GIVEN DATA:

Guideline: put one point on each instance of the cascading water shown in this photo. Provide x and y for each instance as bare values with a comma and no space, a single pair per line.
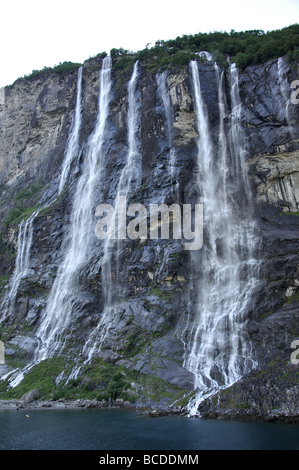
169,118
57,314
129,182
218,349
73,140
21,267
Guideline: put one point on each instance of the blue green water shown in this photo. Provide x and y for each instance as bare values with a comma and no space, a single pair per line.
131,430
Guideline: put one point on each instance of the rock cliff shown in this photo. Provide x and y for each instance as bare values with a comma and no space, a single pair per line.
138,351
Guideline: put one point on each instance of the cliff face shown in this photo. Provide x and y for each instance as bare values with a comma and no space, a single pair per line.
140,334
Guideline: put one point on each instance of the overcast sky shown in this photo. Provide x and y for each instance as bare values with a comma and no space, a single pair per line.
36,33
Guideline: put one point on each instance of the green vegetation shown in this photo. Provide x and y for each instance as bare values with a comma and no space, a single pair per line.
245,48
292,213
98,380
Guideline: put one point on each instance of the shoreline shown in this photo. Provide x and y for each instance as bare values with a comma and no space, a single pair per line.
149,410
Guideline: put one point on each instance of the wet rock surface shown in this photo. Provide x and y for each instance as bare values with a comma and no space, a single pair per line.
152,281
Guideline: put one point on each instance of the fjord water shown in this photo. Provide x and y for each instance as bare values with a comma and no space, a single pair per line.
130,430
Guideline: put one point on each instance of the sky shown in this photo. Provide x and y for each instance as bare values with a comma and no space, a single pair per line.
38,33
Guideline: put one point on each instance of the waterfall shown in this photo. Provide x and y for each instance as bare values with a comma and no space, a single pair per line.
21,266
165,98
284,89
73,140
218,348
129,182
58,311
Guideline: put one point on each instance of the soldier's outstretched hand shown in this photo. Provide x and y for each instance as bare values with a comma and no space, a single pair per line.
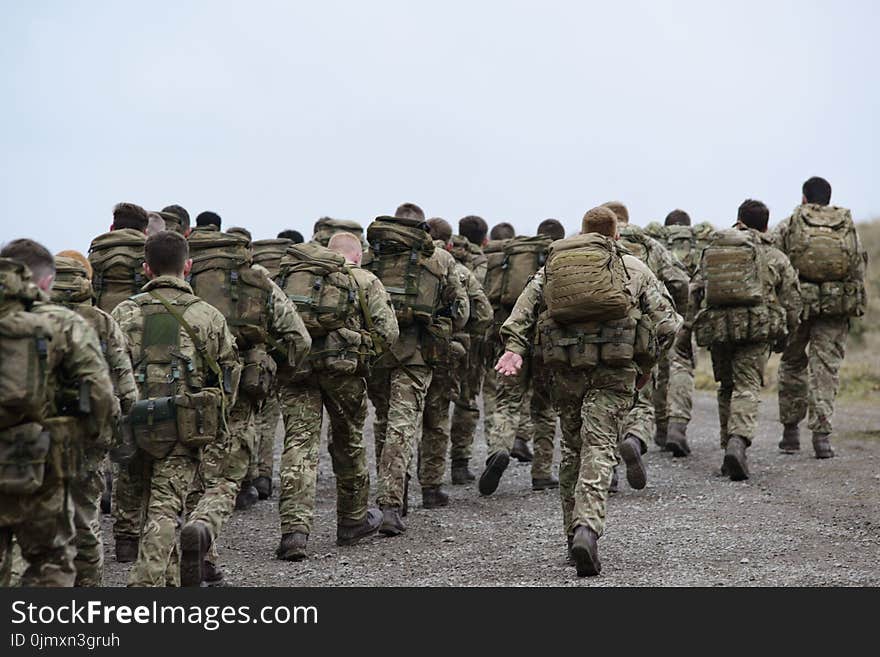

PROBLEM DESCRIPTION: Everything in the listing must be copied exactly except the pictures.

EXERCISE ANSWER:
Guideline: put one point on each instance of the cascading water shown in this photo. Provide x and y for each instance as bare values with a comma and no space, a single pair per line.
169,118
57,314
129,182
218,349
73,140
21,267
Guideline: put one point on each instance of the blue green water shown in this photo. Provide x and y for each instance as bare values with a comma and no space, a single pair per line.
131,430
Guideline: put one point on each instance of the rock cliff shown in this photo. Provide x and y for each instance as bare values with a comma and no space, a single pair per line.
138,351
Guideline: put one point on each instance of the cliff face shown in this photo. Provide x and y for each instance as bare values with a comma and no space, a single pair per line.
140,334
Guideline: put one point on each instance of the overcast sky shown in this photo. Provide x and y for each instance as bare values with a comma and no space, a single pair per line.
36,33
Guideline: put one point on each instance of the green vegetation shown in this photo. Provide x and y for each instance as bare values with a comma and no space, a single pair per line.
245,48
292,213
98,380
Guideline: put one point on each instance of the shoreline shown in this photo. Provide x and y for each instance as bare values with a comma and no space, a single pair per line.
149,410
Guideline: put one point on each instance of the wet rock surface shown in this photo. Provide x and y for each instance as bare values with a comma and no space, a single pair per line.
152,281
Guideline: put one point on each instance of the fjord water shown in this photo. Provide x and y for each instance as bare values with a comma and no space, a single pair per line.
130,430
Guideline: put one point on each instance of the sky shown in this photo. Provide x and y for each instance as bare values with a comma and no space, a single pair per line.
38,33
Guideline: put one point on each instance of the waterfall shown in this photo. Provide x and y for each instance as bare values with a comma and no space, a single pair per line.
21,266
165,98
284,89
73,140
218,348
129,182
58,311
Guideline: put one point on each instance of the soldier's outstretched hand shown in this photo. Provide x and y for each instance as bare values with a comma and no space, a single pair per line.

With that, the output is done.